## REQUIRED ACTION
Reproduce exactly the stretch of lines running from the line with "Reviewer note: every instance of the white snow" to the end of the entries below.

## EXCERPTED RECORDS
___

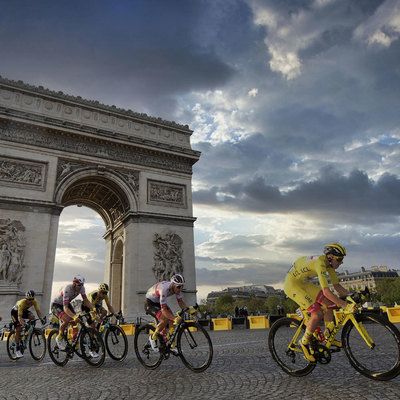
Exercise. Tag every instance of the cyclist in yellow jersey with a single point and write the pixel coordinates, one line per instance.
(20, 312)
(96, 299)
(298, 287)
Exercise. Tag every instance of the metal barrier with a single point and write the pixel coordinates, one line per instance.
(258, 322)
(221, 324)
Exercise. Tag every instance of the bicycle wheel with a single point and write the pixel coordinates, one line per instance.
(116, 342)
(291, 360)
(11, 347)
(382, 362)
(59, 357)
(92, 347)
(144, 353)
(37, 345)
(194, 346)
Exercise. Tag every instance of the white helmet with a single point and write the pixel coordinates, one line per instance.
(178, 279)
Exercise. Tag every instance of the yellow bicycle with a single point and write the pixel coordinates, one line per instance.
(370, 342)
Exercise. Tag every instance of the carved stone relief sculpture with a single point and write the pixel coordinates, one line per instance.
(16, 172)
(167, 255)
(166, 193)
(12, 250)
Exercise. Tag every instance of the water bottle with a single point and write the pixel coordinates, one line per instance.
(319, 333)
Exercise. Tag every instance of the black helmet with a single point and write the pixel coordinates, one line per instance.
(335, 249)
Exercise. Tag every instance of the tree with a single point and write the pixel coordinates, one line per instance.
(224, 303)
(271, 304)
(388, 291)
(254, 304)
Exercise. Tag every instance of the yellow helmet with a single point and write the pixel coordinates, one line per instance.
(103, 287)
(335, 249)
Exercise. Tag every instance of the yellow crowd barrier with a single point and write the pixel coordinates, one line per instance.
(222, 324)
(393, 314)
(258, 321)
(295, 316)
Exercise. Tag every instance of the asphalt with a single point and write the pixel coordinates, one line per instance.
(242, 368)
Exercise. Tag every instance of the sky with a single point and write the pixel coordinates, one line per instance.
(294, 106)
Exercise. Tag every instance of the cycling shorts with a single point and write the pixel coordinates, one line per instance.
(14, 316)
(154, 309)
(97, 307)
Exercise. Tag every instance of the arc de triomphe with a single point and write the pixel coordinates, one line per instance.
(134, 170)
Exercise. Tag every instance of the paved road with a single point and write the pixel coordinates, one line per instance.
(241, 369)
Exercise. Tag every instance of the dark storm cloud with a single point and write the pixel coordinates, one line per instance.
(260, 274)
(332, 193)
(124, 53)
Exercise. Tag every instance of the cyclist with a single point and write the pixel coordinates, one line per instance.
(96, 299)
(156, 305)
(310, 296)
(62, 308)
(20, 312)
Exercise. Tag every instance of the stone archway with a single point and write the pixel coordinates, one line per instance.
(116, 270)
(134, 170)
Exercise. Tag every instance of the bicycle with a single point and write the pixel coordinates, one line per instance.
(87, 342)
(192, 342)
(370, 342)
(114, 338)
(31, 337)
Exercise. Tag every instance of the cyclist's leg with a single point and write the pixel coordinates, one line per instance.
(17, 326)
(305, 294)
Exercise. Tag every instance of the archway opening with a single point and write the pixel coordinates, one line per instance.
(80, 248)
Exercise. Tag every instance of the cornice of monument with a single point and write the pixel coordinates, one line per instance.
(141, 117)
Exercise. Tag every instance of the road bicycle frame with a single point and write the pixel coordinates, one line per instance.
(346, 316)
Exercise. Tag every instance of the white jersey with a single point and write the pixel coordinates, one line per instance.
(159, 292)
(67, 294)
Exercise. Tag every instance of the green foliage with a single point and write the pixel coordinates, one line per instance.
(388, 291)
(271, 304)
(225, 304)
(254, 305)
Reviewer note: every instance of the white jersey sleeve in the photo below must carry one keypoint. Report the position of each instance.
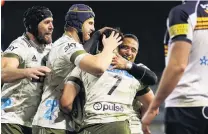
(18, 48)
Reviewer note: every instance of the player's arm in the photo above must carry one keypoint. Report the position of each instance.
(12, 65)
(145, 96)
(72, 86)
(97, 64)
(181, 33)
(139, 71)
(143, 74)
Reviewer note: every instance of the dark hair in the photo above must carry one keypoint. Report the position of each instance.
(131, 36)
(107, 33)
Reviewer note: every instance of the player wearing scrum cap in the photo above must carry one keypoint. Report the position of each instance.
(23, 65)
(67, 53)
(109, 97)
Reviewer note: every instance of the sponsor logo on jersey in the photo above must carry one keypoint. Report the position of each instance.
(11, 48)
(108, 107)
(6, 102)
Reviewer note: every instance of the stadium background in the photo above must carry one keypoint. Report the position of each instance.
(145, 19)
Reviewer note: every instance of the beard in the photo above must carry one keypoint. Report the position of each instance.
(41, 39)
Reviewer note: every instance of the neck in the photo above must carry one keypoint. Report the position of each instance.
(73, 34)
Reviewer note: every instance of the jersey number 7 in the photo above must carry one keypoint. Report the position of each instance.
(119, 78)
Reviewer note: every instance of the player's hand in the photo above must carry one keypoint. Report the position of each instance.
(103, 29)
(147, 120)
(35, 73)
(118, 62)
(112, 42)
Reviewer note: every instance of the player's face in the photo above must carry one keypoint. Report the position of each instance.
(129, 49)
(45, 30)
(88, 28)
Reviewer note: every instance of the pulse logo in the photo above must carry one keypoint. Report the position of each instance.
(108, 107)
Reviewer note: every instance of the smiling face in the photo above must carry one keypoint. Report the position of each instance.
(129, 48)
(45, 30)
(87, 28)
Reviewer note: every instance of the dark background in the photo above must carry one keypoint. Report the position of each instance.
(145, 19)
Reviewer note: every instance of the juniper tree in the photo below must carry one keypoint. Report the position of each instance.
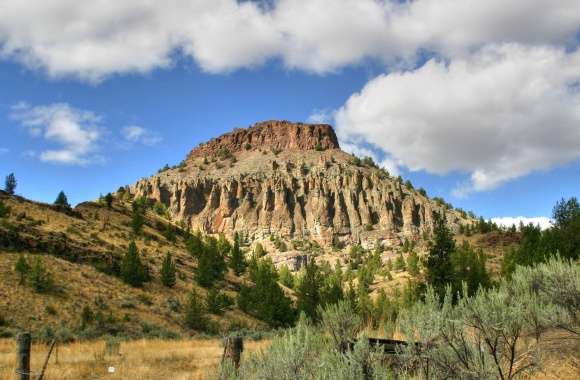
(4, 210)
(87, 317)
(168, 272)
(22, 268)
(210, 264)
(308, 290)
(62, 201)
(10, 184)
(195, 317)
(109, 200)
(286, 277)
(138, 218)
(259, 250)
(217, 301)
(237, 260)
(39, 278)
(194, 245)
(413, 263)
(439, 266)
(133, 272)
(265, 299)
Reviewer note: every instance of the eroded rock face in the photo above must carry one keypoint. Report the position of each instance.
(273, 134)
(291, 181)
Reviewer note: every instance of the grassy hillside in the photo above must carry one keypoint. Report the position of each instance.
(79, 248)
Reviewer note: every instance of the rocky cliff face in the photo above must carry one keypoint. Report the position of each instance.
(290, 181)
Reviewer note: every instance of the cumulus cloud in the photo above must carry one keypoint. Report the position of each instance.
(73, 131)
(92, 40)
(322, 116)
(508, 221)
(360, 150)
(497, 114)
(136, 134)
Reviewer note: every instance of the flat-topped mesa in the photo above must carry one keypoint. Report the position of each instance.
(273, 134)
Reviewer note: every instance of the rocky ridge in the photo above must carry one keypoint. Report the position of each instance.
(291, 181)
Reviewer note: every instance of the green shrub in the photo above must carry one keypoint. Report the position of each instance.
(39, 278)
(195, 317)
(496, 332)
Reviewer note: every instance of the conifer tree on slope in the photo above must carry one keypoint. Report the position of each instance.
(237, 260)
(10, 184)
(62, 201)
(439, 265)
(133, 272)
(168, 272)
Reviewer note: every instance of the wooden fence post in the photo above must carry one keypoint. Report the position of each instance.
(233, 349)
(23, 341)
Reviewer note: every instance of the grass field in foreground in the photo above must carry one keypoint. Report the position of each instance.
(194, 359)
(140, 359)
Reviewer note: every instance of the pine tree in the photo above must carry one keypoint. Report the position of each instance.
(332, 292)
(62, 201)
(210, 264)
(138, 218)
(194, 245)
(133, 272)
(259, 251)
(265, 299)
(223, 245)
(237, 261)
(286, 277)
(400, 262)
(39, 278)
(168, 272)
(10, 184)
(87, 317)
(4, 210)
(413, 263)
(439, 266)
(217, 301)
(109, 200)
(195, 317)
(308, 291)
(22, 268)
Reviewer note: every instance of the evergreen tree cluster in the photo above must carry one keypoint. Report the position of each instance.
(133, 271)
(449, 265)
(265, 299)
(211, 256)
(35, 275)
(10, 184)
(536, 246)
(139, 208)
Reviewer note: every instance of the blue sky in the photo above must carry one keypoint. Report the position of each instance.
(489, 121)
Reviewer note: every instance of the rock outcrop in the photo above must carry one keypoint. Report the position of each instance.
(291, 181)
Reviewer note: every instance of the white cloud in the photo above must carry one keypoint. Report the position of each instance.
(497, 114)
(361, 151)
(92, 40)
(322, 116)
(74, 131)
(509, 221)
(136, 134)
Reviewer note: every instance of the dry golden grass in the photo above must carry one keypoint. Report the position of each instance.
(79, 285)
(141, 359)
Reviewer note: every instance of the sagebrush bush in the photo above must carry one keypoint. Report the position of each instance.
(494, 334)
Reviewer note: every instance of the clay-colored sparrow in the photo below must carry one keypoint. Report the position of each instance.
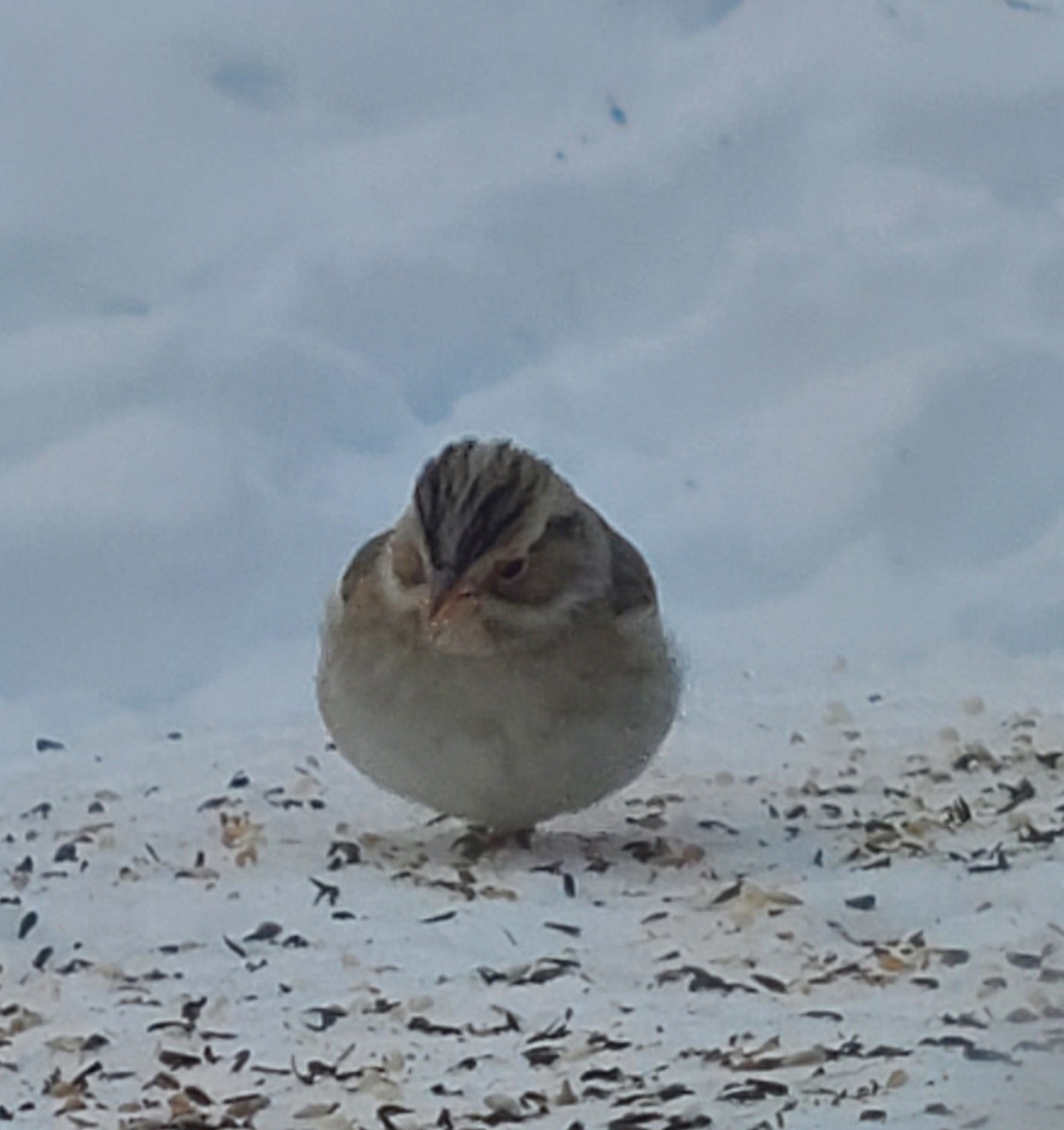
(497, 654)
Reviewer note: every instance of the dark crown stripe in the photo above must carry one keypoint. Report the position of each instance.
(464, 514)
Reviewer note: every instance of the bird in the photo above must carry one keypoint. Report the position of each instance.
(498, 654)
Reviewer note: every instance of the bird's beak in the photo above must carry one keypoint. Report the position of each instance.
(446, 599)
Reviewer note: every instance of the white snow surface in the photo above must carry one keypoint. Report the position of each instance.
(780, 287)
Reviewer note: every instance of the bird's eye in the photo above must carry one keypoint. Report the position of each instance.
(510, 569)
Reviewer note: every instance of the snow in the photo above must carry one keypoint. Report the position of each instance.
(777, 286)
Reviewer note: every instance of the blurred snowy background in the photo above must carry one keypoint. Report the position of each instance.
(780, 286)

___

## SOLUTION FOR THIS PROBLEM
Reviewer note: every instance of the white snow surface in the photo above must carry one keypoint. Report the position of each instance.
(780, 287)
Reviewer note: every instance of the bird's eye in the photo above must carry one keypoint. Report the position of each instance.
(510, 569)
Reviewer note: every instance of the snow in the photo above must carry one keypoint. Report the position of each instance.
(777, 286)
Reviewer note: every instance of the blurred snowy background in the photo above must carry one keypoint. Report the position of each instance.
(780, 286)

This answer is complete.